> _Directions for this task_
Repeat each entry word for word. Leave any images out of the copy.

> _Input records_

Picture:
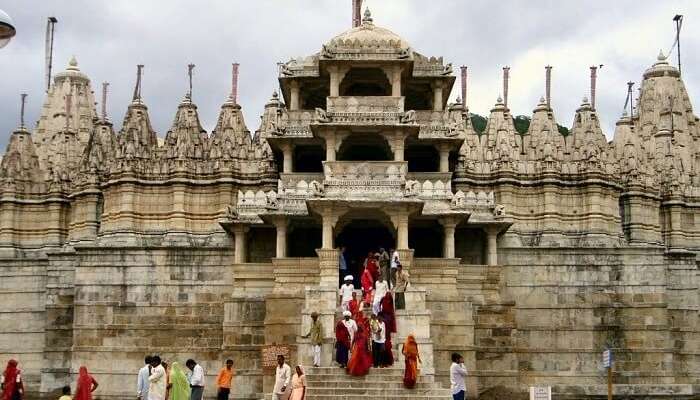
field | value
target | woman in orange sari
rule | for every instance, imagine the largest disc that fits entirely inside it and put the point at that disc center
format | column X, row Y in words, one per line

> _Task result_
Picture:
field | value
target | woman in orange sari
rule | for every instance, imagine the largest disc that fits entirely inside it and put the point at that disc center
format | column X, row Y in words, one per line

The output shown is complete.